Support to raise minimum wage in Florida not a sure thing, according to poll

On election day, Floridians will decide if the minimum wage should be raised in the Sunshine State. News4Jax reporter Joe McLean breaks down a new poll that shows a thin margin of support for the measure.

In just over 3 weeks, Floridians will decide if the minimum wage should be raised in the sunshine state.

A new poll from the University of North Florida shows a thin margin of support for the measure. It needs the required 60% of voter support to secure passage.

Amendment Two, if passed by Florida voters, would slowly raise the minimum wage from the current $8.56 to $10 on Oct. 30 of next year.

It would then bump that minimum up by $1 each year, until it hits $15-per-hour in 2026.

After that, Amendment Two would see the minimum wage go back to being adjusted for inflation each year.

When you see the question on the ballot, the cost to the state will be in plain site.

State employees on the current minimum wage will of course get the boost too.

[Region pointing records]

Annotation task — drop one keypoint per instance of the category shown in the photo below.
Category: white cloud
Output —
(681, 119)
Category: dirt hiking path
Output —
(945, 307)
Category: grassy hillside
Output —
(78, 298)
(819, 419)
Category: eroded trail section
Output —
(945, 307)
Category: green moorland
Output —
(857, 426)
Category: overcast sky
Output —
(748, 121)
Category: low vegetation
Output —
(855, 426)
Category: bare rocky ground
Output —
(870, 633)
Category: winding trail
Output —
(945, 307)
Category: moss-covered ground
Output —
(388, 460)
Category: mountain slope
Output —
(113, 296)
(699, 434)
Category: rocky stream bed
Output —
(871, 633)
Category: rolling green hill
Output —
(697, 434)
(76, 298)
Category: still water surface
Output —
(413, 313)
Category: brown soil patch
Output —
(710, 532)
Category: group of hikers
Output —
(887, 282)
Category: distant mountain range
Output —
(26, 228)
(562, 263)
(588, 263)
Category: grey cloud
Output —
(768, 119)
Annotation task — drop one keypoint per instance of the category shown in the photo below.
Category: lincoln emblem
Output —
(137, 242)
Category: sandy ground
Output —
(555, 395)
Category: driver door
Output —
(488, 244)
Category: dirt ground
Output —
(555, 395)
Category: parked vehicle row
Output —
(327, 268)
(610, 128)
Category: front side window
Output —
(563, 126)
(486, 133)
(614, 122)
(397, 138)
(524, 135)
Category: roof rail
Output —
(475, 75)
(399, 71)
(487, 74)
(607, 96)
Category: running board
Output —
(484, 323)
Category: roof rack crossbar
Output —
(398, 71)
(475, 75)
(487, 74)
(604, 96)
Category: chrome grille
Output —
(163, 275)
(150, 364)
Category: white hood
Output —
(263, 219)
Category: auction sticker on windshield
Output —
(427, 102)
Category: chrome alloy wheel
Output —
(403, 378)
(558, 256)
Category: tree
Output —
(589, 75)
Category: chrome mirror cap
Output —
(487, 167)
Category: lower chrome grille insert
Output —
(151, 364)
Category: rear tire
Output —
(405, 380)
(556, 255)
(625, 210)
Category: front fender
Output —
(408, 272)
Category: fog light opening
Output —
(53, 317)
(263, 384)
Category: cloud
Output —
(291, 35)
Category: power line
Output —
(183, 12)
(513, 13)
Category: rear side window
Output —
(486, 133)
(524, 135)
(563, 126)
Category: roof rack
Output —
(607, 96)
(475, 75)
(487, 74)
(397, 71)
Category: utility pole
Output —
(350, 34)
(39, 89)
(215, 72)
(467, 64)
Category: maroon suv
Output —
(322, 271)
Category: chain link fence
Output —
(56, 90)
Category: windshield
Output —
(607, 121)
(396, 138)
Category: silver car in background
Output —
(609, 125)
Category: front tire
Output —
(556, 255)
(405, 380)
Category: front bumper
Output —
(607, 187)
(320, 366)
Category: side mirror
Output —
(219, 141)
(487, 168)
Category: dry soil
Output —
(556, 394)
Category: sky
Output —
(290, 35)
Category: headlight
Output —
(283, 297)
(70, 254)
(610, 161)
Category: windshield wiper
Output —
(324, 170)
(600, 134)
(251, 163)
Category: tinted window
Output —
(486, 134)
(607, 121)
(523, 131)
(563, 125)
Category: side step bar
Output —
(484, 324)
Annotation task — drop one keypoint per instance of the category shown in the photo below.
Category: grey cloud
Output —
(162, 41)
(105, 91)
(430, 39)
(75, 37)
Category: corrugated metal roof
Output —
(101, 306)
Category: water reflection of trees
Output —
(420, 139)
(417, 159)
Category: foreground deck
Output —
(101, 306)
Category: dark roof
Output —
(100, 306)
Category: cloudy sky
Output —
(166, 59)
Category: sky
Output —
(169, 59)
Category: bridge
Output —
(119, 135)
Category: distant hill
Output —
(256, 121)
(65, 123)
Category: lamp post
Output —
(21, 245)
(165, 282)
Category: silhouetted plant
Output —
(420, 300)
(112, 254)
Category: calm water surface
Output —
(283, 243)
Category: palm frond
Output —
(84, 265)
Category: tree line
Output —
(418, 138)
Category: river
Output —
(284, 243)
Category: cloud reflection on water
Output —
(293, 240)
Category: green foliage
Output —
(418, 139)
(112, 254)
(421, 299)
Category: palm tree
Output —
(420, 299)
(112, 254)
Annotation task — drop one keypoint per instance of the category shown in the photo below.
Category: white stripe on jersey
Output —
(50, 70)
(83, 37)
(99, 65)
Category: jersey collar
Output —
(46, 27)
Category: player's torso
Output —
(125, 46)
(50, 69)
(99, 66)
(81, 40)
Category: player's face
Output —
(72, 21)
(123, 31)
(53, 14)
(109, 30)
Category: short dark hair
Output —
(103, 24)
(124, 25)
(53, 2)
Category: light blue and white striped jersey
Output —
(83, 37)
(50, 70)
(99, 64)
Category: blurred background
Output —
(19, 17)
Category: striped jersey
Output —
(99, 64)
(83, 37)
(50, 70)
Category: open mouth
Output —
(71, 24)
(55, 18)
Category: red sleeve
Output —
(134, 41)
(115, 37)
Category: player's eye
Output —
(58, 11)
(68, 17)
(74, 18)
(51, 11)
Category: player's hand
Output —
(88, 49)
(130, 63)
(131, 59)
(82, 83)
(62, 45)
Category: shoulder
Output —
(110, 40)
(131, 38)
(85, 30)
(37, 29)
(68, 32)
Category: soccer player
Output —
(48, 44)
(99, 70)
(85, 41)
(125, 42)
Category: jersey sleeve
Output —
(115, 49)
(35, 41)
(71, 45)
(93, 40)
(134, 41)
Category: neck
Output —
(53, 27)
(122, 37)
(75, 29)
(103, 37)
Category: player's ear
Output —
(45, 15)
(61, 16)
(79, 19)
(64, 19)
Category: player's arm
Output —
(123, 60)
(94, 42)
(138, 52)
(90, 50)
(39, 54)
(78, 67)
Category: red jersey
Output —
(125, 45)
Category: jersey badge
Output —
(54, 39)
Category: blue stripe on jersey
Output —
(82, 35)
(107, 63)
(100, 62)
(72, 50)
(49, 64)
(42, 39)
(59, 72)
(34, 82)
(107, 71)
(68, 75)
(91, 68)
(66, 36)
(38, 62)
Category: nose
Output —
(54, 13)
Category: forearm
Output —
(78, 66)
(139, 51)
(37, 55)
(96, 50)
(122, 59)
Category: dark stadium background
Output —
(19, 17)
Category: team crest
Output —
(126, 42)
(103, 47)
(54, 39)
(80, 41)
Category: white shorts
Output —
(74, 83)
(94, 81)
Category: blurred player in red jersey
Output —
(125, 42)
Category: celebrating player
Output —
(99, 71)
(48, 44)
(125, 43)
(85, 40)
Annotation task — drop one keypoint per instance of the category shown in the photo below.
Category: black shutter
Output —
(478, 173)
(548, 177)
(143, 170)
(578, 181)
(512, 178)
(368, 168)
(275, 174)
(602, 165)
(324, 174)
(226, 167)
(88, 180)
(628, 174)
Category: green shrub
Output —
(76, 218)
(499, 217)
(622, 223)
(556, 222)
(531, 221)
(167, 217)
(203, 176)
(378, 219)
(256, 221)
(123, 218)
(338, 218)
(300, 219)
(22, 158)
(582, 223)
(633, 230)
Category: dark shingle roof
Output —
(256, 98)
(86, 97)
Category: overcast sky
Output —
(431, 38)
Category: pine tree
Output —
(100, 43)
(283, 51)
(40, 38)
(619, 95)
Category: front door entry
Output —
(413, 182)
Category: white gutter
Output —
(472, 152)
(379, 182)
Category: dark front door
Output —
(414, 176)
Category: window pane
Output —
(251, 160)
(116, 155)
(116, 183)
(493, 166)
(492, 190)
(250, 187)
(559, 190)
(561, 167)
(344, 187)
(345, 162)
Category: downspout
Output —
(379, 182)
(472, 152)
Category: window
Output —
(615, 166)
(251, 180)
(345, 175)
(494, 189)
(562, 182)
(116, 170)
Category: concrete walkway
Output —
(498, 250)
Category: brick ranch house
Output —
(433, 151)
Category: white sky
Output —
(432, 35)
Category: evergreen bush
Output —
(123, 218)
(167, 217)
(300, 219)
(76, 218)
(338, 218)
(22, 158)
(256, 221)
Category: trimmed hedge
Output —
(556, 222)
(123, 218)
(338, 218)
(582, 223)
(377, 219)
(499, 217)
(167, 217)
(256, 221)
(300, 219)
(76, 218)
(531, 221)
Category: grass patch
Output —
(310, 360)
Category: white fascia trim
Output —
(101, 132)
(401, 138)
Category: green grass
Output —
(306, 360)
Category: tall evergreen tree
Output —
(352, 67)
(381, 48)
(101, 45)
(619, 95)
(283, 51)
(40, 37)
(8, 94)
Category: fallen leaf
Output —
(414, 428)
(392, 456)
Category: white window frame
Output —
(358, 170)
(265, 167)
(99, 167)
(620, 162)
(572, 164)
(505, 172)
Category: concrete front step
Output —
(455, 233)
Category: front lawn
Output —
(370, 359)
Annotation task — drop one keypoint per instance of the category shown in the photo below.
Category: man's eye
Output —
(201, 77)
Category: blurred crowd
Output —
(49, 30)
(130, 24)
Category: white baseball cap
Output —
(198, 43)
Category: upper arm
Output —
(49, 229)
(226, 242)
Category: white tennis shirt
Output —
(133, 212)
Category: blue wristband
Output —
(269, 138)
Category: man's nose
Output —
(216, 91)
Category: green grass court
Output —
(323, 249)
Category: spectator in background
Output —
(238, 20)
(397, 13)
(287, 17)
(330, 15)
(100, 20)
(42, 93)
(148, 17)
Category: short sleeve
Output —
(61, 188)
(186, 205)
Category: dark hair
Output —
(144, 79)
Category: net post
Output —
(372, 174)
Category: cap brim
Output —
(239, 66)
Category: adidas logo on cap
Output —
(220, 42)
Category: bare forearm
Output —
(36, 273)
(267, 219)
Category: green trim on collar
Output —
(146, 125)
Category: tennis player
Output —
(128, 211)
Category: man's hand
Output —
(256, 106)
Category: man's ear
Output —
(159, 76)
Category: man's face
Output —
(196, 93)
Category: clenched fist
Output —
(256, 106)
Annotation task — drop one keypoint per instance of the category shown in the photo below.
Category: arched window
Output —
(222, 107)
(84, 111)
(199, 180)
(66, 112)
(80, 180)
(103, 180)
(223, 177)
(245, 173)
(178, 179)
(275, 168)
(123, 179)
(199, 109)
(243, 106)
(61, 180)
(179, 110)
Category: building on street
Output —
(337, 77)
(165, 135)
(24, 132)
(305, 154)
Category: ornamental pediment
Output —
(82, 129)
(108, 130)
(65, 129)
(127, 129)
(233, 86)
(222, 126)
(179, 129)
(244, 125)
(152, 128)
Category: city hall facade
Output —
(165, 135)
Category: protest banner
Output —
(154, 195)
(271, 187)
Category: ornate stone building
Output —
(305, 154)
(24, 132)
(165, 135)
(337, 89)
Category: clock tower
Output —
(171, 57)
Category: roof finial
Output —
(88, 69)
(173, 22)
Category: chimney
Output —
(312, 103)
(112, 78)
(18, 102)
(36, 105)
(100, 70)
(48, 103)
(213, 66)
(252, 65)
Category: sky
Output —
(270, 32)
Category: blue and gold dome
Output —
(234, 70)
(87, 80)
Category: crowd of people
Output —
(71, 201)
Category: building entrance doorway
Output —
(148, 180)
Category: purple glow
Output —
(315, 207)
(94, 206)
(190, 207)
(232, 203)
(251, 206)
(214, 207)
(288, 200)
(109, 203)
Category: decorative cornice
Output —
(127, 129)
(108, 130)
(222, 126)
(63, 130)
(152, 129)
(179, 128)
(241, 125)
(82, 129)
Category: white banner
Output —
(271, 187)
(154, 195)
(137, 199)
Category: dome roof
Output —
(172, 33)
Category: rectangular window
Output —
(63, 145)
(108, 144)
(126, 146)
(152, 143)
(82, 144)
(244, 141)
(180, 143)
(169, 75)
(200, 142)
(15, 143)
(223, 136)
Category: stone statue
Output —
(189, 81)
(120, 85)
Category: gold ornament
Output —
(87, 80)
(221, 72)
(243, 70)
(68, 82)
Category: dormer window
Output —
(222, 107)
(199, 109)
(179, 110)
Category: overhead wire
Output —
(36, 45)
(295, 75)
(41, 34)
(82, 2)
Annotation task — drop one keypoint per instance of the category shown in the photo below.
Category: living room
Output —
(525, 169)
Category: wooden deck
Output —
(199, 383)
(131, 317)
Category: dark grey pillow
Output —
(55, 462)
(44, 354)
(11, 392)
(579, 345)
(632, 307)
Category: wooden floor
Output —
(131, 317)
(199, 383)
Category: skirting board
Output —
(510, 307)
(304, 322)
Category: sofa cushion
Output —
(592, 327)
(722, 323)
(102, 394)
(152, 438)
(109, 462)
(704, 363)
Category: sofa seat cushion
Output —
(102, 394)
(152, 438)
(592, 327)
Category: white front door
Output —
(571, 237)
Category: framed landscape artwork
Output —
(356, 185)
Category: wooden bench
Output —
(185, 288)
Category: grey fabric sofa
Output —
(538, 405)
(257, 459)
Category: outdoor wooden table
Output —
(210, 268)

### What the exercise asks
Can you reproduce the Florida minimum wage article above in full, word for word?

### Answer to this problem
Support to raise minimum wage in Florida not a sure thing, according to poll

On election day, Floridians will decide if the minimum wage should be raised in the Sunshine State. News4Jax reporter Joe McLean breaks down a new poll that shows a thin margin of support for the measure.

In just over 3 weeks, Floridians will decide if the minimum wage should be raised in the sunshine state.

A new poll from the University of North Florida shows a thin margin of support for the measure. It needs the required 60% of voter support to secure passage.

Amendment Two, if passed by Florida voters, would slowly raise the minimum wage from the current $8.56 to $10 on Oct. 30 of next year.

It would then bump that minimum up by $1 each year, until it hits $15-per-hour in 2026.

After that, Amendment Two would see the minimum wage go back to being adjusted for inflation each year.

When you see the question on the ballot, the cost to the state will be in plain site.

State employees on the current minimum wage will of course get the boost too.